** start of Excerpt to read **

Although perhaps my understanding is wrong and everything is getting initalised for some reason. :thinking:

@MaxGamill-Sheffield @SylviaWhittle @llwiggins : do you observe this long hang when running the tests? Do you get similar profiling?

MaxGamill-Sheffield commented 1 month ago

Right so I've spent all morning and a bit of the afternoon on this and here's what I found / failed:

  1. On my ARM architecture, pip cannot find any topoly versions that satisfy Python 3.12 - (from: none) - despite there being more versions on PyPi (https://pypi.org/project/topoly/)
  2. On ARM Python 3.11, there are only versions upto 1.0.2:
    (ts311) Max:TopoStats Maxgamill$ pip install topoly==1.0.4 --no-cache
    ERROR: Could not find a version that satisfies the requirement topoly==1.0.4 (from versions: 1.0.1, 1.0.2)
    ERROR: No matching distribution found for topoly==1.0.4
  3. On windows x86 systems, pip install TopoStats again only installed topoly 1.0.2 and couldn't find 1.0.4 either.

All in all I cannot reproduce the hang on the lab windows computer (x86), my computer (ARM - M1), Tom's machine (ARM - M2), Tobi's machine (ARM), Laura's machine (ARM).

Did the 1.0.4 release only apply to Unix systems? And can you @ns-rse please try with the downgraded 1.0.2 topoly version as I cannot seem to upgrade?

I did also find their website again which says that 1.0.3 should work for ARM, but we see that 1.0.2 works: https://topoly.cent.uw.edu.pl/installation.html

ns-rse commented 1 month ago

Yep, testing a downgraded version is on my ToDo for Monday.

** end of Excerpt to read **

- What you will do:
(a) In the thread on topoly installs, which topoly versions did pip report as available on ARM with Python 3.11?
(b) Name every machine on which, according to the thread on topoly installs, the hang could not be reproduced.
(c) Resume the thread on topoly installs after its final comment.
The entries after this point come from a different source than the thread on topoly installs.

** start of Data section **

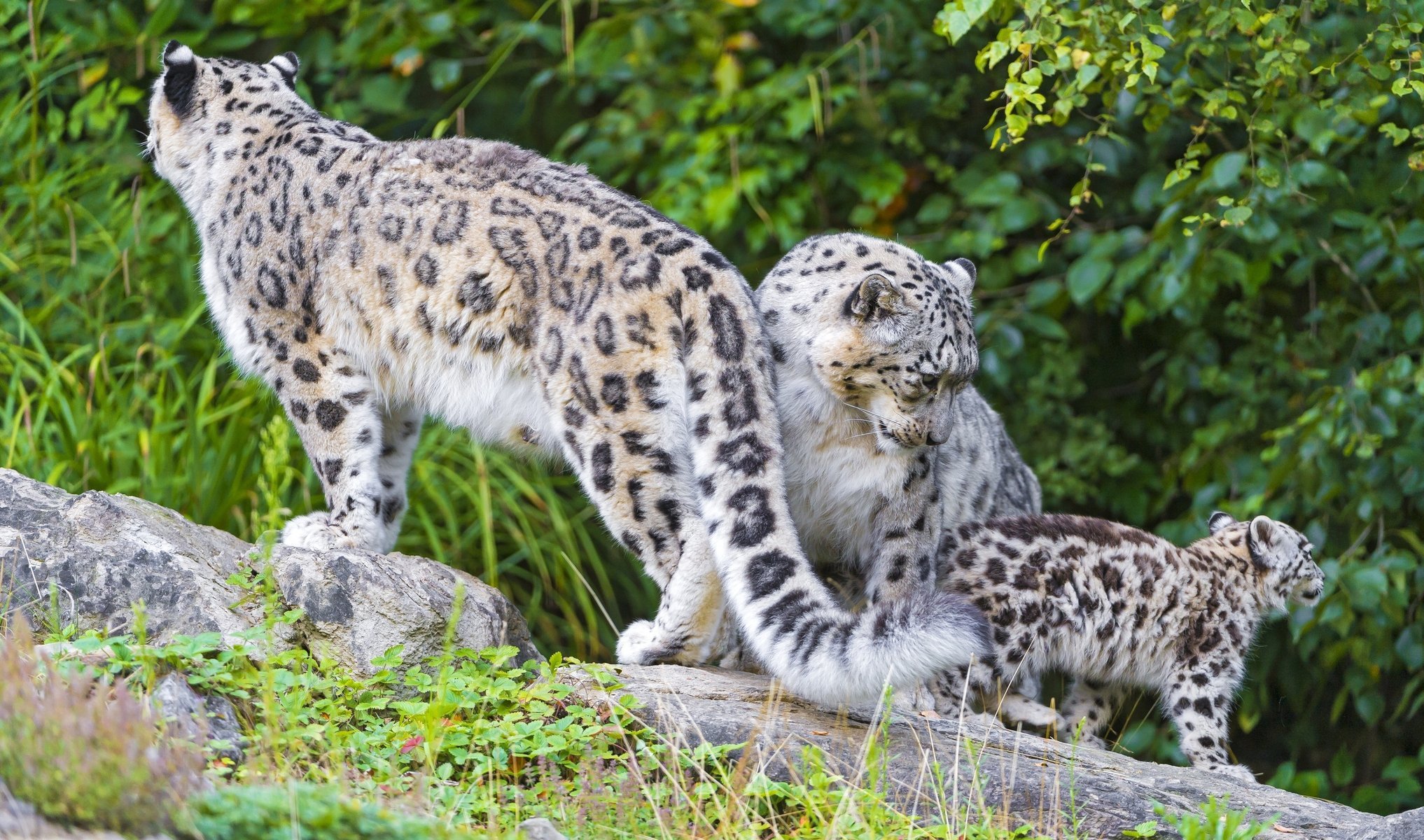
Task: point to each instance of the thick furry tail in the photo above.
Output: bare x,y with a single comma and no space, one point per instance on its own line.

** end of Data section **
** start of Data section **

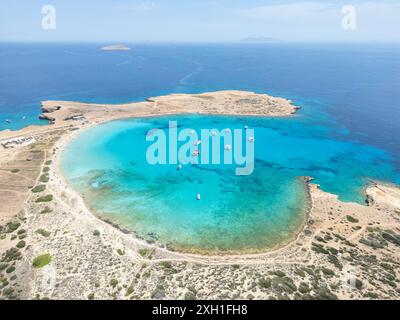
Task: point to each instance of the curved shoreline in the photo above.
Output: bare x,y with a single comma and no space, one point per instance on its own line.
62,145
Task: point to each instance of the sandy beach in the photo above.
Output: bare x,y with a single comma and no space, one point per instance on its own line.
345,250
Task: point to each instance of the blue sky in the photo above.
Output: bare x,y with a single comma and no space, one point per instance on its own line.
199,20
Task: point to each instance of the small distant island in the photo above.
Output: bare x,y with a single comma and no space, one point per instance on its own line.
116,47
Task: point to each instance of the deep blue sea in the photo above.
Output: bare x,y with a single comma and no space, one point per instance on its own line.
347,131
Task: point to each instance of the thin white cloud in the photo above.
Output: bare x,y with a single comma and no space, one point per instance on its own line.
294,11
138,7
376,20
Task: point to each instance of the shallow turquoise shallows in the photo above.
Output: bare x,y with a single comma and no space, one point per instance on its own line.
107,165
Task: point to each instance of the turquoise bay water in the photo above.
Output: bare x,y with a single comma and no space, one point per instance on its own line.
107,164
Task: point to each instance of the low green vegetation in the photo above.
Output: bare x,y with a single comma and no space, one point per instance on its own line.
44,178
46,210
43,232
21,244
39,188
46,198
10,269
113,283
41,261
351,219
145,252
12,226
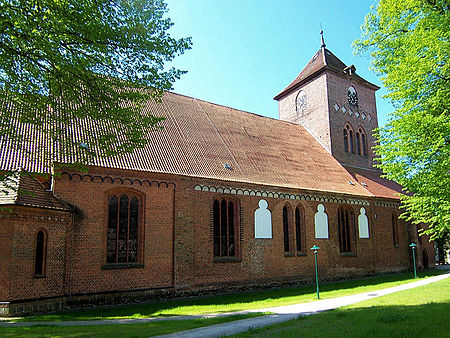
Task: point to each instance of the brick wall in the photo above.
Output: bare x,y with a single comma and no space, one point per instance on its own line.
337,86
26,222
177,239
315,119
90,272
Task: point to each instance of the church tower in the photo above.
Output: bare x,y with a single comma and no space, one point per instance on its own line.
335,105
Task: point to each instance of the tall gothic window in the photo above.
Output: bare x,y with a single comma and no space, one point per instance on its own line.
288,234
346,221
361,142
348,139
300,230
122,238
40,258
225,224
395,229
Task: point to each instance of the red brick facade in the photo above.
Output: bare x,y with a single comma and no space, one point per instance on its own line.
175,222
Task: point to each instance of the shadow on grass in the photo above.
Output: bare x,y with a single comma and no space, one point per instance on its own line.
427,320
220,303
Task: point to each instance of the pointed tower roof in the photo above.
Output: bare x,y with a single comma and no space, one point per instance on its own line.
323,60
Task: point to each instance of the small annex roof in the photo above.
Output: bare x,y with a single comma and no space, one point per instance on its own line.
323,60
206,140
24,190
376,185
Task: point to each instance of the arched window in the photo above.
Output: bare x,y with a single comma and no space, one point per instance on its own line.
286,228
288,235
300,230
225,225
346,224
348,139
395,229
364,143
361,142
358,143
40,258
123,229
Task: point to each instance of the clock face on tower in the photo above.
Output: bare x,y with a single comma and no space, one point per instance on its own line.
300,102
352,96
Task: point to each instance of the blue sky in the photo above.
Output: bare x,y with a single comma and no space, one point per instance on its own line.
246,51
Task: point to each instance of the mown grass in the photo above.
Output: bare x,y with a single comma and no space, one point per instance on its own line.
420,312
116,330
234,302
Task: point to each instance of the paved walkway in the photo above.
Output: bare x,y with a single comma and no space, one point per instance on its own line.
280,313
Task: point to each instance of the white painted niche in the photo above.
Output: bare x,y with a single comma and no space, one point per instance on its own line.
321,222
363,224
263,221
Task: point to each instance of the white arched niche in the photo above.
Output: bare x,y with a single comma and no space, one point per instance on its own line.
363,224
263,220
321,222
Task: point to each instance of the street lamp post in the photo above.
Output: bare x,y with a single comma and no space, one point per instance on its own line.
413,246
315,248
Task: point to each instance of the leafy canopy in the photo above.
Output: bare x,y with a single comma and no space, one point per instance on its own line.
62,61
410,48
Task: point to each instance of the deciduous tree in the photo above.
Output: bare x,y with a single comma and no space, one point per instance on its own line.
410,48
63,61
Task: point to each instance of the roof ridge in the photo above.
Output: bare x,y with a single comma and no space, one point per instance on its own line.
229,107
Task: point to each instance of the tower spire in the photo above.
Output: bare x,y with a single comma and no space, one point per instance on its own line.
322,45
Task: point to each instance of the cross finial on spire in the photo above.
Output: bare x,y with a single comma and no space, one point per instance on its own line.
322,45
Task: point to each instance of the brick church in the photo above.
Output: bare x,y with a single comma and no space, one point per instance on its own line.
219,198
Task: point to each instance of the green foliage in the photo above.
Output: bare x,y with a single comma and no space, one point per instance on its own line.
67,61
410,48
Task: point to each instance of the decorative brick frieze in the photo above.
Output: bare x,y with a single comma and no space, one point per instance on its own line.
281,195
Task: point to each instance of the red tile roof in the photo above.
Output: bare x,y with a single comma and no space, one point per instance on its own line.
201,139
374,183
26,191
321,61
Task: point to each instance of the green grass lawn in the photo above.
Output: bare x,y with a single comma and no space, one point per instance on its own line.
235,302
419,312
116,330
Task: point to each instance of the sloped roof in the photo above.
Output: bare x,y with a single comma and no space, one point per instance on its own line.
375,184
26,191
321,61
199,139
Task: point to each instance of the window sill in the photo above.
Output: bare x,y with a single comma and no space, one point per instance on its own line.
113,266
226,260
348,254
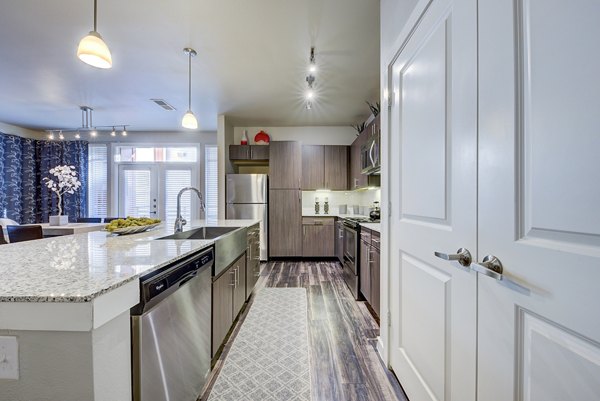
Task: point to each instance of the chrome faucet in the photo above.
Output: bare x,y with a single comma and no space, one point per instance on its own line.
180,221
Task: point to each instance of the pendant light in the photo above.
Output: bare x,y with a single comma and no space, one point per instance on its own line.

** end of Data section **

- Answers:
(a) Only versions 1.0.1 and 1.0.2.

(b)
- The lab Windows computer (x86)
- MaxGamill-Sheffield's own computer (ARM - M1)
- Tom's machine (ARM - M2)
- Tobi's machine (ARM)
- Laura's machine (ARM)

(c)
The versions available on PyPI for 1.0.4 are listed here which is why you couldn't install it on your laptop. Should be available for Windows according to that page though.

Release History can be browsed to find that the last OSX ARM release was indeed 1.0.2.

Will report back Monday.

ns-rse commented 1 month ago

I've found the root cause of the problem and its related to Python versions not topoly or pytest versions.

 ❱ python --version
Python 3.11.9
 11:13:50 am BST  percentage:  neil  ~/work/git/hub/AFM-SPM/TopoStats  G  maxgamill-sheffield/topology  @4  ?  
(topostats-311) ❱ pip show pytest
pip sName: pytest
Version: 8.3.3
Summary: pytest: simple powerful testing with Python
Home-page: 
Author: Holger Krekel, Bruno Oliveira, Ronny Pfannschmidt, Floris Bruynooghe, Brianna Laugher, Florian Bruhin, Others (See AUTHORS)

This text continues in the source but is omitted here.